DESCRIPTION OF THE TASK
The data must be returned in full and exactly as given.

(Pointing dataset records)
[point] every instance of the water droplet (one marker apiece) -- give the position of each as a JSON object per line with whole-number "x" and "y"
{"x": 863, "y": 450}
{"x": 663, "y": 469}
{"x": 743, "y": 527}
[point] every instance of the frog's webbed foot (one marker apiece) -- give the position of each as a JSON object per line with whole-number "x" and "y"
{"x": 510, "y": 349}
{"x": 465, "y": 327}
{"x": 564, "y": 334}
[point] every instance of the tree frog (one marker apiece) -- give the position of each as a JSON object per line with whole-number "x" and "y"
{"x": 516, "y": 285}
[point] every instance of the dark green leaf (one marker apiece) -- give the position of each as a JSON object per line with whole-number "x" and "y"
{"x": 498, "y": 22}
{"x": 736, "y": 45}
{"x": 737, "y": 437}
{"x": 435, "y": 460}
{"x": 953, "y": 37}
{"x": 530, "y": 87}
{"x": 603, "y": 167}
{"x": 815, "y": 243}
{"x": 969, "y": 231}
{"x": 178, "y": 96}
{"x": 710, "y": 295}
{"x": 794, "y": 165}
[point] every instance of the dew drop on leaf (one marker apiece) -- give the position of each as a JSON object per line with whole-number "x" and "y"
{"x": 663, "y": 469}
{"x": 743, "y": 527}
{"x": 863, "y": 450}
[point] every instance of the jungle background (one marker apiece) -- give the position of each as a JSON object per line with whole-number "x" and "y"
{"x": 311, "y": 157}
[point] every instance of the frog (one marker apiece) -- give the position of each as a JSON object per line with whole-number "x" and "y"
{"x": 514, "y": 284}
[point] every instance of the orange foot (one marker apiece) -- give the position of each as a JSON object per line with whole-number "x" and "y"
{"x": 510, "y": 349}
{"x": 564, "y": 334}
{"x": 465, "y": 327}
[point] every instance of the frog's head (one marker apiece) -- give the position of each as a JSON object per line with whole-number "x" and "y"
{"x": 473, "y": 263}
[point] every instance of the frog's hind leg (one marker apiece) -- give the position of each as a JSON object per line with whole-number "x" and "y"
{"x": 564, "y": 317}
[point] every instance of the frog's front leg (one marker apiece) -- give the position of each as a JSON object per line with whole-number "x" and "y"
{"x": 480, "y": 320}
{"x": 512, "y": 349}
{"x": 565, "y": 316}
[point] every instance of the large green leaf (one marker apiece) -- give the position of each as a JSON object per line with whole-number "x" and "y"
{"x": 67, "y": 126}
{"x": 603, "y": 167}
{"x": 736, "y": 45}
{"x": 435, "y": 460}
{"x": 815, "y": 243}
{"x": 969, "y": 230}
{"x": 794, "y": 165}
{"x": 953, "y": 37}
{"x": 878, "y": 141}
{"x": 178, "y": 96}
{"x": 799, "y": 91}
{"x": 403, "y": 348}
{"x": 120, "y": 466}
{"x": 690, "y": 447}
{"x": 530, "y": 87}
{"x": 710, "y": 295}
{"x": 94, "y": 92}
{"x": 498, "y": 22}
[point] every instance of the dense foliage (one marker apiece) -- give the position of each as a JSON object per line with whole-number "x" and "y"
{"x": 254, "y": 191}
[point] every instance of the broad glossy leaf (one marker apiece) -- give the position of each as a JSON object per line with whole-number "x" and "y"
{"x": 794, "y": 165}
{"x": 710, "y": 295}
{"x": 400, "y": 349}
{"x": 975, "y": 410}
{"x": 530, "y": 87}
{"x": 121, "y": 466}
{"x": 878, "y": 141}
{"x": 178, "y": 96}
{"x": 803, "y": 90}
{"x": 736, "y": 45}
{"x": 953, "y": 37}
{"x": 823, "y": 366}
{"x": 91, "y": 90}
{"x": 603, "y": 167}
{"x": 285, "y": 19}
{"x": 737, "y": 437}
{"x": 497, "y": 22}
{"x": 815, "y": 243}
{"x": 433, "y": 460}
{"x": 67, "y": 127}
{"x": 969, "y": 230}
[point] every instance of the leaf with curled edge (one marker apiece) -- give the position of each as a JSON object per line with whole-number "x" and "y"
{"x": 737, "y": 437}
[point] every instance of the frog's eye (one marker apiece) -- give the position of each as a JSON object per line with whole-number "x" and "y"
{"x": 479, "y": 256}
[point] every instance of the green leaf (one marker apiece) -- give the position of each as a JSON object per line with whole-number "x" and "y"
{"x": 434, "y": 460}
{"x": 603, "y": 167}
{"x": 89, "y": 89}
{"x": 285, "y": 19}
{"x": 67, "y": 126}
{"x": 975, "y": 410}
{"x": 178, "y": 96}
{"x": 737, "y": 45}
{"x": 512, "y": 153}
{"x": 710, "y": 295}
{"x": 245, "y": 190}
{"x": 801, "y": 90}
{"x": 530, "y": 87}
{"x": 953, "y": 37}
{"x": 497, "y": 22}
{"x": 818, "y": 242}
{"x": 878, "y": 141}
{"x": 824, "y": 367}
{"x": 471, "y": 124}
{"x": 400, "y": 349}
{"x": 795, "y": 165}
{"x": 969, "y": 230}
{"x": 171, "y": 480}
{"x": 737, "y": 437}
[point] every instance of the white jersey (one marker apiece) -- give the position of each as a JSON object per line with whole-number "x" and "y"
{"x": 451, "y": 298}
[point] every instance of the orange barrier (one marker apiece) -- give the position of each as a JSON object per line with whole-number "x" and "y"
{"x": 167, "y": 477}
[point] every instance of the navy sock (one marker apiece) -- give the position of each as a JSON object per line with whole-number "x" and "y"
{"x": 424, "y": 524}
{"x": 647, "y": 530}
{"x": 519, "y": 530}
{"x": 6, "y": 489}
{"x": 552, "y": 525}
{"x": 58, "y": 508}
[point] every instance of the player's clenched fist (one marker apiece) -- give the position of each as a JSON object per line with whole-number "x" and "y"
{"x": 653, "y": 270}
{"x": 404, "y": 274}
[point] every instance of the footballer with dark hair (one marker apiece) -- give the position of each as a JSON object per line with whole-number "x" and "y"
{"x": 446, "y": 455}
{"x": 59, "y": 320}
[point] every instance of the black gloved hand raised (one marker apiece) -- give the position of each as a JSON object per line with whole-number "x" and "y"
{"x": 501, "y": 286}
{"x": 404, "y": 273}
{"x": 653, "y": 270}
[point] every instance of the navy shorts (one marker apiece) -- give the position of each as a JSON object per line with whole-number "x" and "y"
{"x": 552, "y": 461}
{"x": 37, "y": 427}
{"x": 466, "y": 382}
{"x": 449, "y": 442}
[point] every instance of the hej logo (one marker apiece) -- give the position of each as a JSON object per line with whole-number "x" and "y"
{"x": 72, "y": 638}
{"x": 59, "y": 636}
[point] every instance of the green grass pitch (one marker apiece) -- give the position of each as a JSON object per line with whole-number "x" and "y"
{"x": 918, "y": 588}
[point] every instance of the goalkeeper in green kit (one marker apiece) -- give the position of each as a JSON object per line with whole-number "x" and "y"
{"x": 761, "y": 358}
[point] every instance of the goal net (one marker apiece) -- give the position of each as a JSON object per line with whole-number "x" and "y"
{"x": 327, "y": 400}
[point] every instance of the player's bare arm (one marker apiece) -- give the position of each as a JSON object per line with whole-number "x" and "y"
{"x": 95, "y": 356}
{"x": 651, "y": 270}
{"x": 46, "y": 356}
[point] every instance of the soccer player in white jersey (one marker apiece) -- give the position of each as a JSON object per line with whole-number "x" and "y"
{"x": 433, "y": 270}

ANSWER TO THIS PROBLEM
[point] every instance of the water droplet (one marker apiece) -- give the position of each as a JSON object per line with whole-number "x" and "y"
{"x": 863, "y": 450}
{"x": 663, "y": 469}
{"x": 743, "y": 527}
[point] every instance of the frog's webbed foot (one marker apiece) -- give the position of each as a JSON object per line with whole-number "x" and "y"
{"x": 510, "y": 349}
{"x": 465, "y": 327}
{"x": 564, "y": 334}
[point] every instance of the tree frog (one marker apiece) -- give the position of each as a JSON object per line with whole-number "x" and "y"
{"x": 516, "y": 285}
[point] every instance of the dark green leaf (one marker apiece) -- give the position of each as a JSON object per line with whole-number "x" and "y"
{"x": 498, "y": 22}
{"x": 736, "y": 45}
{"x": 737, "y": 437}
{"x": 435, "y": 460}
{"x": 953, "y": 37}
{"x": 530, "y": 87}
{"x": 603, "y": 167}
{"x": 815, "y": 243}
{"x": 969, "y": 231}
{"x": 178, "y": 96}
{"x": 710, "y": 295}
{"x": 794, "y": 165}
[point] every instance of the dew drop on leaf (one marker apiece) -- give the position of each as a JSON object per line with whole-number "x" and "y"
{"x": 663, "y": 469}
{"x": 743, "y": 527}
{"x": 863, "y": 450}
[point] every instance of the jungle background (one marker apiece) -- give the position of each as a JSON object per line with whole-number "x" and "y"
{"x": 311, "y": 157}
[point] every instance of the frog (one marker apiece) -- give the position of each as a JSON object per line with whole-number "x" and "y"
{"x": 514, "y": 284}
[point] every instance of the orange foot (one marker apiece) -- give the position of each as a JSON object per line with whole-number "x" and "y"
{"x": 510, "y": 349}
{"x": 564, "y": 334}
{"x": 465, "y": 327}
[point] every instance of the frog's head (one marker apiece) -- give the position of each as a JSON object per line with whole-number "x" and "y"
{"x": 473, "y": 263}
[point] every instance of the frog's hind leg (one marker apiece) -- give the position of each as a JSON object per line with whole-number "x" and "y"
{"x": 564, "y": 317}
[point] every instance of the frog's front leg (one marker apiece) -- give the position of each as a JSON object per line with whole-number "x" and "y"
{"x": 480, "y": 320}
{"x": 512, "y": 349}
{"x": 565, "y": 316}
[point] every instance of the large green leaf (one marker apiece) -- give the position of each as a JSON object per line with whole-number "x" and "y"
{"x": 67, "y": 126}
{"x": 603, "y": 167}
{"x": 736, "y": 45}
{"x": 435, "y": 460}
{"x": 815, "y": 243}
{"x": 969, "y": 230}
{"x": 794, "y": 165}
{"x": 953, "y": 37}
{"x": 878, "y": 141}
{"x": 178, "y": 96}
{"x": 799, "y": 91}
{"x": 403, "y": 348}
{"x": 120, "y": 466}
{"x": 690, "y": 447}
{"x": 530, "y": 87}
{"x": 710, "y": 295}
{"x": 94, "y": 92}
{"x": 498, "y": 22}
[point] every instance of the dense foliage (one marker apiece) -- give the position of each as a JSON object per line with whole-number "x" and "y"
{"x": 254, "y": 191}
[point] every instance of the broad glossy leaf (one marker apiece) -- give the position of each as a JSON object per line with whole-number "x" and "y"
{"x": 794, "y": 165}
{"x": 710, "y": 295}
{"x": 400, "y": 349}
{"x": 975, "y": 410}
{"x": 530, "y": 87}
{"x": 121, "y": 466}
{"x": 878, "y": 141}
{"x": 178, "y": 96}
{"x": 803, "y": 90}
{"x": 736, "y": 45}
{"x": 953, "y": 37}
{"x": 823, "y": 366}
{"x": 91, "y": 90}
{"x": 603, "y": 167}
{"x": 285, "y": 19}
{"x": 737, "y": 437}
{"x": 497, "y": 22}
{"x": 815, "y": 243}
{"x": 433, "y": 460}
{"x": 67, "y": 127}
{"x": 969, "y": 230}
[point] every instance of the leaf with curled edge (one marker apiece) -- give the position of each as a JSON object per line with whole-number "x" and "y"
{"x": 737, "y": 437}
[point] every instance of the frog's eye (one marker apiece) -- give the position of each as a JSON object per line with whole-number "x" and "y"
{"x": 479, "y": 256}
[point] every instance of the green leaf (one marker apiece) -- give the position of each as a JSON object per line with whole-number "x" and "y"
{"x": 434, "y": 460}
{"x": 603, "y": 167}
{"x": 89, "y": 89}
{"x": 285, "y": 19}
{"x": 67, "y": 126}
{"x": 975, "y": 410}
{"x": 178, "y": 96}
{"x": 737, "y": 45}
{"x": 512, "y": 153}
{"x": 710, "y": 295}
{"x": 245, "y": 190}
{"x": 801, "y": 90}
{"x": 530, "y": 87}
{"x": 953, "y": 37}
{"x": 497, "y": 22}
{"x": 818, "y": 242}
{"x": 878, "y": 141}
{"x": 824, "y": 367}
{"x": 471, "y": 124}
{"x": 400, "y": 349}
{"x": 795, "y": 165}
{"x": 969, "y": 230}
{"x": 171, "y": 480}
{"x": 737, "y": 437}
[point] every instance of the white jersey (one marker apiece) -- give the position of each as a JSON object per line with whole-number "x" and "y"
{"x": 451, "y": 298}
[point] every instance of the orange barrier (one marker apiece) -- give the position of each as a JSON object per line with whole-number "x" and "y"
{"x": 167, "y": 477}
[point] every instance of the navy sock (one marker apiece) -- give the position of each as a JSON object per line with whole-number "x" and "y"
{"x": 424, "y": 524}
{"x": 647, "y": 530}
{"x": 519, "y": 530}
{"x": 6, "y": 489}
{"x": 552, "y": 525}
{"x": 58, "y": 508}
[point] every instance of the player's clenched fist (one marker apiece) -- give the position of each as a JSON object per line with whole-number "x" and "y"
{"x": 653, "y": 270}
{"x": 404, "y": 274}
[point] every instance of the footballer with dark hair (one marker apiece) -- give the position of each as a JSON object per line with whole-number "x" and "y"
{"x": 446, "y": 455}
{"x": 59, "y": 320}
[point] every instance of the black gloved hand raised (one marker apiece) -- give the position of each as a JSON object per line with whole-number "x" and "y"
{"x": 501, "y": 286}
{"x": 404, "y": 273}
{"x": 653, "y": 270}
[point] every instance of the navy shorts (one marker apiece) -- give the position of each as a JSON object per line with whole-number "x" and "y"
{"x": 552, "y": 461}
{"x": 37, "y": 427}
{"x": 466, "y": 382}
{"x": 449, "y": 442}
[point] every instance of the hej logo (one marker apiece) -- give the position of each as a JSON object per line with whole-number "x" and "y"
{"x": 72, "y": 638}
{"x": 59, "y": 636}
[point] every instance of the green grass pitch (one marker apiece) -- give the position of each as a JSON object per line with whole-number "x" and "y"
{"x": 918, "y": 588}
[point] every instance of the goalkeeper in green kit (one marker apiece) -- give the position of each as a JSON object per line with whole-number "x" and "y"
{"x": 761, "y": 358}
[point] every instance of the goal net (one marker apiece) -- give the position of each as a JSON object per line with whole-number "x" and "y"
{"x": 327, "y": 400}
[point] every instance of the player's bare arm (one marker apiece) -- give the position of each as a JSON object per line with whole-number "x" and "y"
{"x": 95, "y": 356}
{"x": 651, "y": 270}
{"x": 46, "y": 356}
[point] every instance of the soccer player in white jersey (one marker apiece) -- give the position of each as a JSON object per line with whole-number "x" and "y"
{"x": 433, "y": 270}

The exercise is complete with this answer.